WRITTEN PROBLEM
Pick out and copy every line in the items below that contains the word "reflection".

Collected data
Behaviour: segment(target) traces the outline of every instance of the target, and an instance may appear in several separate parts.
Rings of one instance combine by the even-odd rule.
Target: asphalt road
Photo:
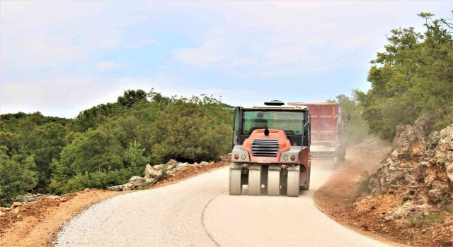
[[[386,246],[316,208],[313,194],[333,174],[324,164],[314,162],[299,198],[229,195],[228,168],[112,198],[71,220],[56,246]]]

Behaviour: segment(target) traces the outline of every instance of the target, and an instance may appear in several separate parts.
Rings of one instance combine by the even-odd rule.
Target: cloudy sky
[[[366,90],[369,61],[453,1],[0,2],[0,112],[75,117],[127,89],[230,104]]]

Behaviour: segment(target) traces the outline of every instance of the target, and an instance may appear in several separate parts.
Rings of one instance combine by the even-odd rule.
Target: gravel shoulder
[[[230,196],[227,167],[112,198],[69,222],[57,246],[386,246],[317,209],[314,192],[333,171],[314,163],[311,189],[299,198]]]

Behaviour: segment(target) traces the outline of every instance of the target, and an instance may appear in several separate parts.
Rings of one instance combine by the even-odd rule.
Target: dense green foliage
[[[0,146],[0,205],[33,189],[37,183],[35,162],[31,157],[9,157],[8,147]]]
[[[369,133],[367,122],[362,117],[363,108],[354,97],[340,95],[336,100],[329,100],[328,102],[340,103],[348,144],[357,144],[372,137]],[[350,122],[348,119],[348,116],[350,117]]]
[[[105,188],[169,159],[200,162],[229,152],[232,112],[206,95],[126,90],[75,119],[1,116],[0,205],[28,191]]]
[[[368,73],[372,89],[357,90],[371,133],[391,140],[396,126],[410,124],[425,112],[442,109],[436,128],[453,121],[452,25],[422,13],[423,33],[414,28],[395,29],[385,52],[377,53]]]

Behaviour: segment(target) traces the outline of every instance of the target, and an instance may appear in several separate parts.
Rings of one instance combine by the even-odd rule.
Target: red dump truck
[[[335,165],[345,160],[345,135],[339,103],[294,102],[288,105],[306,106],[310,113],[310,153],[313,159],[333,159]]]

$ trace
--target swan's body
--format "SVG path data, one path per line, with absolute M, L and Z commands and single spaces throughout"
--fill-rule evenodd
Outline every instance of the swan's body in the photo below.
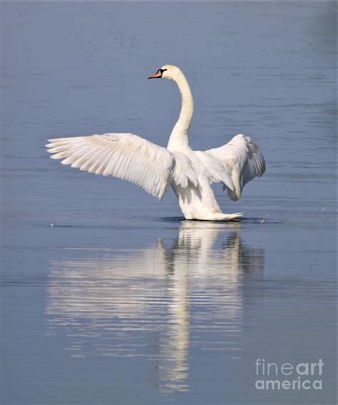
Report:
M 211 183 L 222 183 L 236 201 L 246 183 L 265 170 L 263 156 L 249 137 L 237 135 L 227 144 L 205 151 L 189 146 L 193 100 L 188 81 L 176 66 L 165 65 L 152 78 L 176 82 L 182 95 L 178 121 L 163 148 L 133 134 L 106 134 L 50 139 L 52 159 L 63 159 L 80 170 L 113 176 L 136 184 L 160 200 L 169 185 L 187 219 L 231 221 L 242 214 L 223 214 Z

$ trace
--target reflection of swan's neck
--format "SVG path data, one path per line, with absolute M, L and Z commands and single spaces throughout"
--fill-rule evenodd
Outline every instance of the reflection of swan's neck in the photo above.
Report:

RESPONSE TO THE EXERCISE
--target reflection of swan's neck
Outline every instance of the reflection of swan's neck in the photo above.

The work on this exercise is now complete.